Task item A — From the review of Only Murders in the Building below, list every drawing-room red herring the reviewer names.
Task item B — According to the review of Only Murders in the Building, what was Charles's main distinction as a Broadway director?
Task item C —
Decide whether each statement agrees with the review of Only Murders in the Building, answering yes or no and quoting the words that settle it.
(i) Oliver is played by Martin Short.
(ii) After the fire alarm, the two men keep listening to the podcast in a bar across the street.
(iii) The police welcome the idea that the tenant's death was not a suicide.

Sixty years later, I'm amazed to report that the radio culture of my pre-school years has gloriously resurfaced in digital form. No, Molly isn't harping at Fibber again. But cell phones bristle with so many true-crime podcasts that it won't be long before we're listening to breathless accounts of steamy shoplifting and mask-evasion cases. Yes, yes, television has its own glut of true-crime shows, but they generally lack all those pretentiously sonorous baritones and perfect-diction sopranos that sprout among the podcasts like, well, public-radio pod people.
Happily, Hulu's Only Murders in the Building is here to lampoon not just the podcasts but the NPR-listening, kale-munching, Sting-worshiping swine who listen to them. I verily cackled with glee when I heard one character tell another that a particular podcast was "PBS-y, like a Ken Burns documentary on boredom."
The pair involved in that exchange are played by long-time comic partners Steve Martin and Martin Short. Here they play Charles (Short), a has-been Broadway director whose main distinction was that he was the first to use an actual cadaver on stage, and Oliver (Martin), once the star of an ancient and abysmal TV cop show. Long-time residents of a creepy but still posh old apartment building seemingly modeled after The Dakota, they weren't particularly friendly until bonding over, yes, a true-crime podcast.
When, in the middle of an episode, they're forced out of the building by a jangling fire alarm, the two men continue listening in a bar across the street. They're soon joined by another obsessive listener, a 20-something slacker named Mabel (Selena Gomez, Wizards of Waverly Place) who's theoretically decorating her aunt's vacant apartment but mostly loafs around indulging kink well beyond her years. "Sometimes when I can't sleep," she muses, "I imagine brutally murdering some dude."
That fire-alarm break provides them with more than a chance to swap theories about the crime featured on their podcast. When they return home, they learn another tenant has shot himself while everybody was out of the building. A look at his apartment, empty except for one mountain of unpaid bills and another of overused sex toys, unaccountably convinces them this is no suicide. The police, not surprisingly, aren't receptive. "Goddammit, what fuckin' podcast are you all hooked on?" one cop demands.
Within minutes, Charles, Oliver, and Mabel are sifting through garbage in the basement, breaking into their neighbors' apartments to steal mail, and trying out portentous lines for their own murder podcast. What follows is a mélange of drawing-room red herrings that would have made Agatha Christie positively orgasmic, including poisoned cats, parasitic mistletoe, and the Armenian genocide. One lead even implicates Sting, a building resident, though young Mabel's confused by that one: "Sting? The guy from U-2?"
That's one of a number of cross-generation befuddlement jokes in Only Murders. Martin and Short, both in their 70s, wear their ages well and are as reliably funny as ever. (More reliably, if you were unlucky enough to see Three Amigos.) The surprise is Gomez, who tosses off all that Tiger Beat baggage—Justin Bieber's girlfriend, Taylor Swift's BFF, singing to cartoons—to imbue her character with wit and a certain amount of chilly darkness. "Old white guys are only afraid of colon cancer and societal change," she sneers at Charles and Oliver, offering no clue that she, too, has a checkered past.
Gomez gets a lot of good dialogue and nails it every time. Even so, the best lines in the Only Murders scripts—mostly written by Martin and John Hoffman of Grace and Frankie—are the faux-portentous crap of the podcasts. "We're all born alone unless you're a twin or something," declares one theatrically world-weary narrator. "But twins creep me the fuck out. And don't even get me started on triplets or quadruple-whatever the fuck they're called." Adds another: "For a long time, I felt ashamed that to have a deaf son. It ended my marriage, actually—that, you know, and all the whores." Words to live by.

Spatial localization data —
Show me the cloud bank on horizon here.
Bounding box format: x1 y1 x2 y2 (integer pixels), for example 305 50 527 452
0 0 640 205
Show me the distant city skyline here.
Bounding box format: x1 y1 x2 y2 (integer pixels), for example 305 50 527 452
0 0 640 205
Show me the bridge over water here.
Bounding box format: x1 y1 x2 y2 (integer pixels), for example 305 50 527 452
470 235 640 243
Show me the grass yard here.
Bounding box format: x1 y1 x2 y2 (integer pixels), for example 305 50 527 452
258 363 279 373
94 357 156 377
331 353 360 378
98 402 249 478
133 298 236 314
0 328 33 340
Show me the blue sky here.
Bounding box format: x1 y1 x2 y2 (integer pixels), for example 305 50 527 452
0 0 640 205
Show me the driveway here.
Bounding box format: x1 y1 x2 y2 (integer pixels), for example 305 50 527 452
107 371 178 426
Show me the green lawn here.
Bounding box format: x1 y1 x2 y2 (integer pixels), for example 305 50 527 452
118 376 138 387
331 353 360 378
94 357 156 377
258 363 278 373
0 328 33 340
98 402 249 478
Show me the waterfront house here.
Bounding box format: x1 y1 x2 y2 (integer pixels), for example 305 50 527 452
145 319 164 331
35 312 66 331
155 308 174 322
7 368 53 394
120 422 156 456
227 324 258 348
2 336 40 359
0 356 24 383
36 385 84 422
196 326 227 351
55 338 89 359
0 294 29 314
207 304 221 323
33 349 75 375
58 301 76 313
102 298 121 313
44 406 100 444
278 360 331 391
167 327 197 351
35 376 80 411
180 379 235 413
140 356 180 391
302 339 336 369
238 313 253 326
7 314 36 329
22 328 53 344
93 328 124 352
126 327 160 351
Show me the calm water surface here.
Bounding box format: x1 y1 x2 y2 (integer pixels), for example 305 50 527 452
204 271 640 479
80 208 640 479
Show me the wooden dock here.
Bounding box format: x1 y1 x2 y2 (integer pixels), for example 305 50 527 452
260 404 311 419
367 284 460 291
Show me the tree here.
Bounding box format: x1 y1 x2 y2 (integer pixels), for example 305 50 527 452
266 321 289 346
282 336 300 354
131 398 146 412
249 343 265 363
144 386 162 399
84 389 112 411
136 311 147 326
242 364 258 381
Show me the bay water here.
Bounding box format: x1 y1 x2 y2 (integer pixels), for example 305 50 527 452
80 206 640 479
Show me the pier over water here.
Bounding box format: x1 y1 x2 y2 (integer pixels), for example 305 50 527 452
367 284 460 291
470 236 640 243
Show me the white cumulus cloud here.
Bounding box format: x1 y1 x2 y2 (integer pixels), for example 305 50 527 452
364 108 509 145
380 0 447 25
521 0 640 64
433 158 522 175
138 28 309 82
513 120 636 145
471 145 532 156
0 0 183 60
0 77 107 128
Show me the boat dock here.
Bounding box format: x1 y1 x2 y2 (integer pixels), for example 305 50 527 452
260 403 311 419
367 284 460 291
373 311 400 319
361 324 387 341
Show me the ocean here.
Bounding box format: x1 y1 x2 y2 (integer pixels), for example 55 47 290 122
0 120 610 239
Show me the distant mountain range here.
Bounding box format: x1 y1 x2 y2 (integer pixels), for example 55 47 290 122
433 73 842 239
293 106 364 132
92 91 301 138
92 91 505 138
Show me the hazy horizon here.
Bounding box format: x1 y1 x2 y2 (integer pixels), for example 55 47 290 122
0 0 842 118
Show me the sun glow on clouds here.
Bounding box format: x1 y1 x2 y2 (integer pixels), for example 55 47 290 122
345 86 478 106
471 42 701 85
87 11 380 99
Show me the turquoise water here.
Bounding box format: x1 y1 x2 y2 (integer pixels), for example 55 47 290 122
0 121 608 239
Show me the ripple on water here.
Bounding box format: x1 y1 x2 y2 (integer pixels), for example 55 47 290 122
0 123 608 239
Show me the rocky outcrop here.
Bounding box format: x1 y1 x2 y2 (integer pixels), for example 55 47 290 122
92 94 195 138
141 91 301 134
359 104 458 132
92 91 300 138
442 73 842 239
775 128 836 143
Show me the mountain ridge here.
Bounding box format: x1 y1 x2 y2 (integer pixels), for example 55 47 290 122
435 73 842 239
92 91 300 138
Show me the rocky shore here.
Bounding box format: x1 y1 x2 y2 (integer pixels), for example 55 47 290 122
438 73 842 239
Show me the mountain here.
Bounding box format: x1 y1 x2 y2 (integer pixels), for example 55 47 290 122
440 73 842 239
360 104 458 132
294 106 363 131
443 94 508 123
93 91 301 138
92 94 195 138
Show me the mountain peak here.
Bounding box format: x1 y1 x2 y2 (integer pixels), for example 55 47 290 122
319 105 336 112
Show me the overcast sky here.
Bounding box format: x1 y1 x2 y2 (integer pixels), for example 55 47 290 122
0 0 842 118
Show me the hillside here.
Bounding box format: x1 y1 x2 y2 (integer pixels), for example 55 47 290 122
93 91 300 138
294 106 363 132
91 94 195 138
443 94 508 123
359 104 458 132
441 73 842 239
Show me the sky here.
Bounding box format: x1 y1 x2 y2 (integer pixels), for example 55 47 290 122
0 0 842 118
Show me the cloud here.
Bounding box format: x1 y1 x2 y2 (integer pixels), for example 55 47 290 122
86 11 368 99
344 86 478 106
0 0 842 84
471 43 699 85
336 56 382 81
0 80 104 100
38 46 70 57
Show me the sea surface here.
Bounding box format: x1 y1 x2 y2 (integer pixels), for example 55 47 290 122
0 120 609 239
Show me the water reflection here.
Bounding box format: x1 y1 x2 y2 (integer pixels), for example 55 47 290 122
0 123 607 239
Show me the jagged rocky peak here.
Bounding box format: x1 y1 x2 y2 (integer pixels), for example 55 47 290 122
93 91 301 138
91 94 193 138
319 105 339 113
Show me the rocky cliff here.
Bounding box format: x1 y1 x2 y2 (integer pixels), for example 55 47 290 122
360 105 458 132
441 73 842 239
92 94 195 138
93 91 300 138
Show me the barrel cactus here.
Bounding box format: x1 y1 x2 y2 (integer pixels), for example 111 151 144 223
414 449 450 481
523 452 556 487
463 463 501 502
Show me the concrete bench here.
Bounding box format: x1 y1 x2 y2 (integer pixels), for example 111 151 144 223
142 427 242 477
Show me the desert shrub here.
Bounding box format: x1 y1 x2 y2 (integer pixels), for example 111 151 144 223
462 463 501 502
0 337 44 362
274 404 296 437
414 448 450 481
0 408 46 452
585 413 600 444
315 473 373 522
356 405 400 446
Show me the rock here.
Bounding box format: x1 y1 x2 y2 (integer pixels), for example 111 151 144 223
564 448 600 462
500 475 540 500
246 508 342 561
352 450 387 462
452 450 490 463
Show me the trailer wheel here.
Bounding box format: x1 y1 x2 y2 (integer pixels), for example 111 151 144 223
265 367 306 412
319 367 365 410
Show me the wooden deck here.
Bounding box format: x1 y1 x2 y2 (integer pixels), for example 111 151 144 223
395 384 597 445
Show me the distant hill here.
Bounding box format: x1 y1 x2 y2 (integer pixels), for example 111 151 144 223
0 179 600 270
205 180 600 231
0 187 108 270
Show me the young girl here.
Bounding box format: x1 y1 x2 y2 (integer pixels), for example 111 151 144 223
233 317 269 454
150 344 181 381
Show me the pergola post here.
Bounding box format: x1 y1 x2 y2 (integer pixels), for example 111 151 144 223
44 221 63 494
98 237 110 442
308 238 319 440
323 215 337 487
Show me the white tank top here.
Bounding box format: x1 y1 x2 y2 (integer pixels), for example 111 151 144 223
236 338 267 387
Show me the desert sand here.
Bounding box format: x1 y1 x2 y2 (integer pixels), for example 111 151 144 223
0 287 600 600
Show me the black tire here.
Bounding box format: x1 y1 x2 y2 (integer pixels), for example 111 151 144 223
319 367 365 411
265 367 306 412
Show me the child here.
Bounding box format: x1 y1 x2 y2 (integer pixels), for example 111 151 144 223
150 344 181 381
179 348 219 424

Output A —
- poisoned cats
- parasitic mistletoe
- the Armenian genocide

Output B — He was the first to use an actual cadaver on stage.

Output C —
(i) No: "Charles (Short)" and "Oliver (Martin)"
(ii) Yes: "the two men continue listening in a bar across the street"
(iii) No: "The police, not surprisingly, aren't receptive."